*PROVIDED RECORDS:*
_ _ _ _

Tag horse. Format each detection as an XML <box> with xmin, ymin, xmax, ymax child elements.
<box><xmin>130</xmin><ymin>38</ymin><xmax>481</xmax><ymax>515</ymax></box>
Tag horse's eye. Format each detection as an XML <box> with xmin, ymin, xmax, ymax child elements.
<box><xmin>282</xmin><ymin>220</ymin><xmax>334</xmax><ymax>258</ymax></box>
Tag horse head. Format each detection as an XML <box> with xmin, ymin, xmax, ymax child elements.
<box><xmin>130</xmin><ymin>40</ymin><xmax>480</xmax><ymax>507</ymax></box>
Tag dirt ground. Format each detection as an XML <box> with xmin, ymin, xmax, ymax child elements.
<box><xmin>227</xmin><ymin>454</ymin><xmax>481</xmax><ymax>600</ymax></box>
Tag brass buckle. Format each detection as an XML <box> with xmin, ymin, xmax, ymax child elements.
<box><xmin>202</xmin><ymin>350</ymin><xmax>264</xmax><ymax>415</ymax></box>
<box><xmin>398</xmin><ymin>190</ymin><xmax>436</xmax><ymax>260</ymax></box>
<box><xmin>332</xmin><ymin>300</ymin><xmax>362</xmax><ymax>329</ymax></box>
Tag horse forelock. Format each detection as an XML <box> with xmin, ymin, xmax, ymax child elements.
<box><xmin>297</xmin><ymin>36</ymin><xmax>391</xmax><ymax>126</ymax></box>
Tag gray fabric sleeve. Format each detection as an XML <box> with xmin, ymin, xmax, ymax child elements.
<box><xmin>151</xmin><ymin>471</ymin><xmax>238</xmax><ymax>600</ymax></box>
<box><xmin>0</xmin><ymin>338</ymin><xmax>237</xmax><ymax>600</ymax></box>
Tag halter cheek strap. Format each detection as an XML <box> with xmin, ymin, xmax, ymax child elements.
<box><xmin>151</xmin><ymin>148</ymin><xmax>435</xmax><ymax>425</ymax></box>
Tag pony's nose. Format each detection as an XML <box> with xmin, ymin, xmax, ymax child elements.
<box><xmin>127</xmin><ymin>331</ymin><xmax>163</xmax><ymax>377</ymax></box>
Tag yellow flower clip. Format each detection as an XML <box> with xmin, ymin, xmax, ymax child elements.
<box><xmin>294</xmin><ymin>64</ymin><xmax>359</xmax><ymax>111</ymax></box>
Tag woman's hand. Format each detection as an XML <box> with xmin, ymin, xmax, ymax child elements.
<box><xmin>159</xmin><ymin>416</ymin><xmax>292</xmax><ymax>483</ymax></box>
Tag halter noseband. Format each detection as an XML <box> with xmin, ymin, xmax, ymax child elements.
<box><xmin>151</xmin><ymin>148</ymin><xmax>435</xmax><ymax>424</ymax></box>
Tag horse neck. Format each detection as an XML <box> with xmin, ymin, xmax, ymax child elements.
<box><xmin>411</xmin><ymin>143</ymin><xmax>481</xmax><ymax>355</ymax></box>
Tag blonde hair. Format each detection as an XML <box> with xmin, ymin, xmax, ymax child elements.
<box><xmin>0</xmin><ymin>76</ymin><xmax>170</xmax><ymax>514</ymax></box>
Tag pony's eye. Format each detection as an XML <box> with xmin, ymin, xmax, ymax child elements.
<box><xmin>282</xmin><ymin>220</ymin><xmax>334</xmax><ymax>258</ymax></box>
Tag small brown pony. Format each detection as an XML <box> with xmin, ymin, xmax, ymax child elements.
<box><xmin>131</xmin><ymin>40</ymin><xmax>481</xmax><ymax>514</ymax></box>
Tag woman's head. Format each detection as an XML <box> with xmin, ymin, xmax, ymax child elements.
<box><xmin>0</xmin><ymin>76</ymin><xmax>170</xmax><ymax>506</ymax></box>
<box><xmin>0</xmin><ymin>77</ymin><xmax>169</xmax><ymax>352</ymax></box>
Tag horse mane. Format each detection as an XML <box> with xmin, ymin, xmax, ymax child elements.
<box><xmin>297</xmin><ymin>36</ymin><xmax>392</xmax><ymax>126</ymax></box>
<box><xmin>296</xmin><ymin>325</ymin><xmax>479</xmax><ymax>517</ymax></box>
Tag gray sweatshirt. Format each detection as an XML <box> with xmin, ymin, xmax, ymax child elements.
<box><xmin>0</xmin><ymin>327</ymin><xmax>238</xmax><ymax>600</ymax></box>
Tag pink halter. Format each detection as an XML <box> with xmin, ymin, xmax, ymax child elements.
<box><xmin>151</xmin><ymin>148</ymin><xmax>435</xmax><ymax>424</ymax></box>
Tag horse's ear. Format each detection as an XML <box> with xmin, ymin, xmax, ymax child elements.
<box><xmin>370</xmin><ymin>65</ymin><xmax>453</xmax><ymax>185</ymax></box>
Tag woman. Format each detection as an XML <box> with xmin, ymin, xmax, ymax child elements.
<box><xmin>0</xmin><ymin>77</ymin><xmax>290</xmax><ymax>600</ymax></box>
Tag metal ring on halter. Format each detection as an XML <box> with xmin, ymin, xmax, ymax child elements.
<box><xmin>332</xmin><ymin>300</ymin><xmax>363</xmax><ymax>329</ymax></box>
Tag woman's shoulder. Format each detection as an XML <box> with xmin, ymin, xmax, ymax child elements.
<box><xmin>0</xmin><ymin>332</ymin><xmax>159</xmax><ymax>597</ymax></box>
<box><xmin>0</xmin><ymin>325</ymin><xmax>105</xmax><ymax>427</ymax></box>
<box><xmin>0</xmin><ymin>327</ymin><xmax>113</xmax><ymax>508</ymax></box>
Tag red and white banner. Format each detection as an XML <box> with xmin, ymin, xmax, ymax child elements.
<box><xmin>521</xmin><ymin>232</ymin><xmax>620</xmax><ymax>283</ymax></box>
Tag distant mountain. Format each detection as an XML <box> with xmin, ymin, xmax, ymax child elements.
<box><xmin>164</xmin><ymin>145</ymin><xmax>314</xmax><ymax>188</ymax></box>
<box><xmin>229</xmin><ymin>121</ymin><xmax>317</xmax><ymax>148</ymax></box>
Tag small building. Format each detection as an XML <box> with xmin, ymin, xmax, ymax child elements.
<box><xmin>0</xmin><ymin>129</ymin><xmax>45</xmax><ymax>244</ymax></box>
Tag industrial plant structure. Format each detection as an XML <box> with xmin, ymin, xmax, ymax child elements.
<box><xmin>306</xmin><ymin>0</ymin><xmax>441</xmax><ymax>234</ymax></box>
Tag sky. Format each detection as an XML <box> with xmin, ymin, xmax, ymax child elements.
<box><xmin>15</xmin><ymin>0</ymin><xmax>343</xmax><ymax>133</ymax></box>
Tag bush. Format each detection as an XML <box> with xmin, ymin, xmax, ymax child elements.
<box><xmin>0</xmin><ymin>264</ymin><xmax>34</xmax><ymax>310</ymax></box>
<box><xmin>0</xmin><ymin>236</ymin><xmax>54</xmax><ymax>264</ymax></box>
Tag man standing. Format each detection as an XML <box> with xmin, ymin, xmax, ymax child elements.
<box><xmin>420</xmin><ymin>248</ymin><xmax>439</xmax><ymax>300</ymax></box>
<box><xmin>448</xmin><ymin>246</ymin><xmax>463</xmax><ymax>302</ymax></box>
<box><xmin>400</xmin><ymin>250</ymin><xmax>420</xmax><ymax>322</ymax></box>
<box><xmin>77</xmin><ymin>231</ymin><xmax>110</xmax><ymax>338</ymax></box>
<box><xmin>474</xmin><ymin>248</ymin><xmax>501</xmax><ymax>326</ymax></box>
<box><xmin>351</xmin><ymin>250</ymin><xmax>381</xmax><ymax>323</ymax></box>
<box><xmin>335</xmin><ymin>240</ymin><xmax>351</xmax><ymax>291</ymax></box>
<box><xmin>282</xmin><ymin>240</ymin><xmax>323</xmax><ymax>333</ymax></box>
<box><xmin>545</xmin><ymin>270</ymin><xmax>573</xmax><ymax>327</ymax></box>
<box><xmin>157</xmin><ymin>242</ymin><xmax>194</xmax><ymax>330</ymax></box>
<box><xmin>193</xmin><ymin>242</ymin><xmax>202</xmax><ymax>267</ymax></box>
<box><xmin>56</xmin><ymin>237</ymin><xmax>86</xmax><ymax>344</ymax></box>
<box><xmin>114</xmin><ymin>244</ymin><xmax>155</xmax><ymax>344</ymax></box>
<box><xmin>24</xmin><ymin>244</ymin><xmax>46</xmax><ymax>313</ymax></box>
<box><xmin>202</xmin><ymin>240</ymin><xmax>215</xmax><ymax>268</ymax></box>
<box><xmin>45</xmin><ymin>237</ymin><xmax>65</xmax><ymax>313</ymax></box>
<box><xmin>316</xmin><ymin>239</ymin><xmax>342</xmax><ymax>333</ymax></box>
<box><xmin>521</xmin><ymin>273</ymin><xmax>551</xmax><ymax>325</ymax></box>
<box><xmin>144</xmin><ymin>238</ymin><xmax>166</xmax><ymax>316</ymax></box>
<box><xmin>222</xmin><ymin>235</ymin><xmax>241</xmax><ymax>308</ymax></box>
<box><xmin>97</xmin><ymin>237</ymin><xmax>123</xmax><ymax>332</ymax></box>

_ _ _ _

*EXERCISE TASK:*
Keep only the lines of the records that contain the string "horse", and copy each of those lines in full. Matching is case-sensitive.

*ANSWER IN FULL:*
Tag horse. Format each detection as an XML <box> with xmin, ymin, xmax, ymax child elements.
Tag horse's eye. Format each detection as an XML <box> with xmin, ymin, xmax, ymax child elements.
Tag horse head. Format each detection as an XML <box> with xmin, ymin, xmax, ymax child elements.
Tag horse forelock. Format each detection as an XML <box> with xmin, ymin, xmax, ymax child elements.
Tag horse neck. Format each detection as an XML <box> with xmin, ymin, xmax, ymax child elements.
Tag horse mane. Format each detection as an XML <box> with xmin, ymin, xmax, ymax child elements.
Tag horse's ear. Format each detection as an XML <box> with xmin, ymin, xmax, ymax child elements.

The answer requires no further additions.